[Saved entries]
-- Opening Marker --

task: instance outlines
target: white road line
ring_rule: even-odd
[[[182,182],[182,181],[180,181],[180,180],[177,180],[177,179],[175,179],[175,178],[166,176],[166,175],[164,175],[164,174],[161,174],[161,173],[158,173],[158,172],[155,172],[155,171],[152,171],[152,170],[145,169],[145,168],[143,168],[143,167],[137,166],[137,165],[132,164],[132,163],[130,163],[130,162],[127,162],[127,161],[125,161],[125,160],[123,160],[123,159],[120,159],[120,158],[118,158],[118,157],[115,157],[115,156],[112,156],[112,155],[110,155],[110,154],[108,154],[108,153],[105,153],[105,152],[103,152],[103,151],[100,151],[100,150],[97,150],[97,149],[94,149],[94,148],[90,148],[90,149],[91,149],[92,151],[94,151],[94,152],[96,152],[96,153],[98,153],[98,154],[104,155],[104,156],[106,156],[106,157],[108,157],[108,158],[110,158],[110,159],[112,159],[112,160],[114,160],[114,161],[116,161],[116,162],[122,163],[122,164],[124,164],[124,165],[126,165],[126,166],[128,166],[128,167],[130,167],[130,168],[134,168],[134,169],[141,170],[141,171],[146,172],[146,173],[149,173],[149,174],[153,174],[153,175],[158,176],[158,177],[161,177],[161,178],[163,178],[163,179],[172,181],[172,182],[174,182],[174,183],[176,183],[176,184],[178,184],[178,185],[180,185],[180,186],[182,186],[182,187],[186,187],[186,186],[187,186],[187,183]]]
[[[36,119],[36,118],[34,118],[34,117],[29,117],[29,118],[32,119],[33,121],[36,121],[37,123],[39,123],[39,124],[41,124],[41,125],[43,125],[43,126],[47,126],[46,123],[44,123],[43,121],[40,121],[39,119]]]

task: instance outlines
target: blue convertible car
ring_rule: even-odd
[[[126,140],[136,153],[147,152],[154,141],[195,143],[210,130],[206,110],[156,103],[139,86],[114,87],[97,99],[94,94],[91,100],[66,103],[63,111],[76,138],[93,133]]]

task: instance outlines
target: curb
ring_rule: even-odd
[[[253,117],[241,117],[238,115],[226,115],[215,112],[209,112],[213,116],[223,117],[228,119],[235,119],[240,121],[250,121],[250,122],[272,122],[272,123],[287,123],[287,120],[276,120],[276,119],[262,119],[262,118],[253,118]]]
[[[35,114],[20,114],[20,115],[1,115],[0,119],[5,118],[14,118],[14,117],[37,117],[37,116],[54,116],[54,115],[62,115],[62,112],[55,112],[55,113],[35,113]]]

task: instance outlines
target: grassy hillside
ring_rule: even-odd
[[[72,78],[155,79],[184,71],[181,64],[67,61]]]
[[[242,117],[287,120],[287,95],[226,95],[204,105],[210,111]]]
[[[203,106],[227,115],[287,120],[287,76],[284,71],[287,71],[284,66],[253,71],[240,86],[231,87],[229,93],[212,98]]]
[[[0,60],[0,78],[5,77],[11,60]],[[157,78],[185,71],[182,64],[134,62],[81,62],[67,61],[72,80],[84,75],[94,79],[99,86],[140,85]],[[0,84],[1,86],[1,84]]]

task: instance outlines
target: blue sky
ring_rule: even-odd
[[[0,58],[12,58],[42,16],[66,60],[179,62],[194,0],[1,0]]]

-- Closing Marker --

The full set of records, transcribed exactly, is the answer.

task: instance outlines
target: white road line
ring_rule: even-odd
[[[182,182],[182,181],[180,181],[180,180],[177,180],[177,179],[175,179],[175,178],[166,176],[166,175],[164,175],[164,174],[161,174],[161,173],[158,173],[158,172],[155,172],[155,171],[152,171],[152,170],[145,169],[145,168],[143,168],[143,167],[137,166],[137,165],[132,164],[132,163],[130,163],[130,162],[127,162],[127,161],[125,161],[125,160],[123,160],[123,159],[120,159],[120,158],[118,158],[118,157],[115,157],[115,156],[112,156],[112,155],[110,155],[110,154],[108,154],[108,153],[105,153],[105,152],[103,152],[103,151],[100,151],[100,150],[97,150],[97,149],[94,149],[94,148],[90,148],[90,149],[91,149],[92,151],[94,151],[94,152],[96,152],[96,153],[98,153],[98,154],[104,155],[104,156],[106,156],[106,157],[108,157],[108,158],[110,158],[110,159],[112,159],[112,160],[114,160],[114,161],[116,161],[116,162],[122,163],[122,164],[124,164],[124,165],[126,165],[126,166],[128,166],[128,167],[130,167],[130,168],[134,168],[134,169],[141,170],[141,171],[146,172],[146,173],[149,173],[149,174],[153,174],[153,175],[158,176],[158,177],[161,177],[161,178],[163,178],[163,179],[172,181],[172,182],[174,182],[174,183],[176,183],[176,184],[178,184],[178,185],[180,185],[180,186],[182,186],[182,187],[186,187],[186,186],[187,186],[187,183]]]
[[[36,119],[36,118],[34,118],[34,117],[29,117],[29,118],[32,119],[33,121],[36,121],[37,123],[39,123],[39,124],[41,124],[41,125],[43,125],[43,126],[47,126],[46,123],[44,123],[43,121],[40,121],[39,119]]]

task: instance outlines
target: blue convertible car
ring_rule: even-odd
[[[126,140],[136,153],[147,152],[154,141],[195,143],[210,130],[206,110],[156,103],[139,86],[114,87],[97,99],[94,94],[91,100],[66,103],[63,111],[76,138],[93,133]]]

task: instance outlines
target: curb
ring_rule: even-odd
[[[253,117],[241,117],[238,115],[226,115],[215,112],[209,112],[213,116],[223,117],[228,119],[235,119],[240,121],[250,121],[250,122],[272,122],[272,123],[287,123],[287,120],[276,120],[276,119],[262,119],[262,118],[253,118]]]
[[[35,114],[20,114],[20,115],[1,115],[0,119],[5,118],[14,118],[14,117],[37,117],[37,116],[54,116],[54,115],[62,115],[62,112],[55,112],[55,113],[35,113]]]

task: instance outlines
target: grassy hillside
ring_rule: even-odd
[[[72,78],[155,79],[184,71],[181,64],[67,61]]]
[[[242,117],[287,120],[287,95],[226,95],[204,105],[210,111]]]
[[[203,106],[227,115],[287,120],[287,76],[284,71],[287,71],[284,66],[253,71],[240,86],[231,87],[229,93],[212,98]]]
[[[0,60],[0,78],[5,77],[11,60]],[[157,78],[185,71],[182,64],[134,62],[81,62],[67,61],[72,80],[84,75],[94,79],[99,86],[140,85]],[[0,84],[1,86],[1,84]]]

task: instance outlines
target: blue sky
ring_rule: even-odd
[[[0,58],[12,58],[42,16],[66,60],[179,62],[194,0],[1,0]]]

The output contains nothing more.